_Provided text_.
----------

Ray Dalio fund manager

Ray Dalio warns of a market bubble

2022 views

Bridgewater Associates founder Ray Dalio — who has been called both “the Steve Jobs of investing” and “the philosopher king of the financial universe” — in a new interview on March 25 warned that there’s a stock market bubble that’s “halfway” to the magnitude of 1929 and 2000.

Speaking to Yahoo Finance Editor-in-Chief Andy Serwer, the co-chairman and co-chief investment officer of the world’s largest hedge-fund firm which holds about $150 billion assets under management, cautioned that some high-performing stocks have benefited from single-minded speculative trading focused on price.

Dalio, who has seen a lot of bubbles in his time and has studied even more in history,  attributed recent market volatility to a rotation toward traditional companies that didn’t benefit from the pandemic-era trades as much as some tech firms. Market rotation is when money stays in the stock market but moves from one style, sector, or attribute to another.

“What’s happened is that — like a lot of cycles go — a lot of new ideas, new technologies, new things come along, and they make fabulous revolutions,” Dalio said. “And they grow things — and that’s great.” “But there’s a tendency of investors to extrapolate the past and not pay too much attention to price, and when that happens you start to emerge as somewhat of a bubble,” he added.

“By our measures, the bubble is not what it was in 2000 and not what it was in 1929,” he said. “But it’s kind of like halfway there.”

----------

_Task to carry out_. Copy out the article above about Ray Dalio's market bubble warning in full, word for word.

_Excerpted data_.
----------

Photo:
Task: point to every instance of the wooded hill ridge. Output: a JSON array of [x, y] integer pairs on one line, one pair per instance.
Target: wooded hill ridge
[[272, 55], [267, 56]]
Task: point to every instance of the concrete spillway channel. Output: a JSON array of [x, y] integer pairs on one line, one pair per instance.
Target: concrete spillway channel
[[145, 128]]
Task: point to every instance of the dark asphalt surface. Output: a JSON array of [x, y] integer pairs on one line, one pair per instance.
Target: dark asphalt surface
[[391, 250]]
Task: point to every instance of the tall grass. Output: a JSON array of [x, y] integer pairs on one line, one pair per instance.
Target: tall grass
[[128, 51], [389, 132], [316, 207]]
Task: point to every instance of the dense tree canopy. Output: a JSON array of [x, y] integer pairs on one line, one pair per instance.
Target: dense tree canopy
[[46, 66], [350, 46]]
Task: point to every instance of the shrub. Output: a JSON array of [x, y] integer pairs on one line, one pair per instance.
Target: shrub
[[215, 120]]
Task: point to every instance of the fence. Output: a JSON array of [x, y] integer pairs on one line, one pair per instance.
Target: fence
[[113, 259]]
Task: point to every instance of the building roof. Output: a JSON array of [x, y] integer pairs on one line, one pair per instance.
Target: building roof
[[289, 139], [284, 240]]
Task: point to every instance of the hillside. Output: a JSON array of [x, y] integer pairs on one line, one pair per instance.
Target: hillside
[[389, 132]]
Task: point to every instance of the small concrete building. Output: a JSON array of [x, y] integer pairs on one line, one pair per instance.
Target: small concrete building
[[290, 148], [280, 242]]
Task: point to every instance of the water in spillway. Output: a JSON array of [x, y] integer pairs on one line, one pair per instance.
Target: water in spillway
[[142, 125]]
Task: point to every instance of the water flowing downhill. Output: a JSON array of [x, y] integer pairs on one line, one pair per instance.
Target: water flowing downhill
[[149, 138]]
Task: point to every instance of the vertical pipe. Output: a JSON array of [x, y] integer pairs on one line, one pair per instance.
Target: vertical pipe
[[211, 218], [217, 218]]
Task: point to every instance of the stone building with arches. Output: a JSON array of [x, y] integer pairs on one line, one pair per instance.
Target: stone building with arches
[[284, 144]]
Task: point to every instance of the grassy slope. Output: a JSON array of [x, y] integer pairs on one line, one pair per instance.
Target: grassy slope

----------

_Finished exercise_.
Ray Dalio fund manager

Ray Dalio warns of a market bubble

2022 views

Bridgewater Associates founder Ray Dalio — who has been called both “the Steve Jobs of investing” and “the philosopher king of the financial universe” — in a new interview on March 25 warned that there’s a stock market bubble that’s “halfway” to the magnitude of 1929 and 2000.

Speaking to Yahoo Finance Editor-in-Chief Andy Serwer, the co-chairman and co-chief investment officer of the world’s largest hedge-fund firm which holds about $150 billion assets under management, cautioned that some high-performing stocks have benefited from single-minded speculative trading focused on price.

Dalio, who has seen a lot of bubbles in his time and has studied even more in history,  attributed recent market volatility to a rotation toward traditional companies that didn’t benefit from the pandemic-era trades as much as some tech firms. Market rotation is when money stays in the stock market but moves from one style, sector, or attribute to another.

“What’s happened is that — like a lot of cycles go — a lot of new ideas, new technologies, new things come along, and they make fabulous revolutions,” Dalio said. “And they grow things — and that’s great.” “But there’s a tendency of investors to extrapolate the past and not pay too much attention to price, and when that happens you start to emerge as somewhat of a bubble,” he added.

“By our measures, the bubble is not what it was in 2000 and not what it was in 1929,” he said. “But it’s kind of like halfway there.”